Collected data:

━━━━

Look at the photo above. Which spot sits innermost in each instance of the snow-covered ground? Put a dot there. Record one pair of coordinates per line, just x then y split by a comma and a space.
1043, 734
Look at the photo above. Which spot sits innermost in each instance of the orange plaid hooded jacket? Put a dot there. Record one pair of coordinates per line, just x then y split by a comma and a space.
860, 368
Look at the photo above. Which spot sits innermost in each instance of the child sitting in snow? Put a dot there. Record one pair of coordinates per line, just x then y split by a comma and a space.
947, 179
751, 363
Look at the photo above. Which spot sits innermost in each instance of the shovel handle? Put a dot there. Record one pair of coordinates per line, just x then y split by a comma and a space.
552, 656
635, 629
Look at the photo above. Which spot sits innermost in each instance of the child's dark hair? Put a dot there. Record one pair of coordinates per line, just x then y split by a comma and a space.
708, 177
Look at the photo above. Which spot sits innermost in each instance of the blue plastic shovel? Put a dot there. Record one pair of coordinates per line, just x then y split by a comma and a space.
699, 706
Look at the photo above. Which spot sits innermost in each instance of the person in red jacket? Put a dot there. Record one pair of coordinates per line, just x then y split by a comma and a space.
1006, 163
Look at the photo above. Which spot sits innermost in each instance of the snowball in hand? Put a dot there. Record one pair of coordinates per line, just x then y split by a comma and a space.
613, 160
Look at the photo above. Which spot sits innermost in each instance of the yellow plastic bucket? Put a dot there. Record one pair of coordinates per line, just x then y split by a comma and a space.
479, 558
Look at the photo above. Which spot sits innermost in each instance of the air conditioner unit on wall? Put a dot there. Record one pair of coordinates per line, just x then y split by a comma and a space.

━━━━

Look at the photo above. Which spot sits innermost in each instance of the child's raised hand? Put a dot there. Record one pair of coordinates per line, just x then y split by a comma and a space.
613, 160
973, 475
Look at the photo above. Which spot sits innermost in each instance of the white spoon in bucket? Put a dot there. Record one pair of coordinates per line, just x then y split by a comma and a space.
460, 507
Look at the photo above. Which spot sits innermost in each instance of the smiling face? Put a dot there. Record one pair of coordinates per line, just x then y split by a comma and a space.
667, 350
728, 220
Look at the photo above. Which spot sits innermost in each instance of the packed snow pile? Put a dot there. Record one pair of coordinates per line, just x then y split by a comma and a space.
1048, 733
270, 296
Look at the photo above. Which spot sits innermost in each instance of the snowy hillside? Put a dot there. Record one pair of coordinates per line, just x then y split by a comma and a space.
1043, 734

━━━━

### Goal
Reproduce verbatim the lines of the material above, starting at the line containing "of the person" and ending at the line containing "the air conditioner", including both of those lines.

### The answer
Look at the photo above. Which spot sits innermost in each instance of the person in red jacket? Put a dot there. Record one pair of coordinates per line, just x then y split by a comma and a space.
1006, 163
Look at the photo above. Which spot sits innermost in each instance of the snowball in hand? Put a dot there. Record one pair of coordinates per line, just x then y split by a comma and a space.
613, 160
Look at the photo above. Which spot sits innermost in each instance of the yellow plastic bucket? Put a dot there. Record one pair of coordinates per line, just x then y split by a comma and a space.
479, 558
Look at the photo above. Which spot sits innermost in each instance of the air conditioner unit on wall? Put a dot there. Record one pair of coordinates per line, just x then y split by a comma and a space.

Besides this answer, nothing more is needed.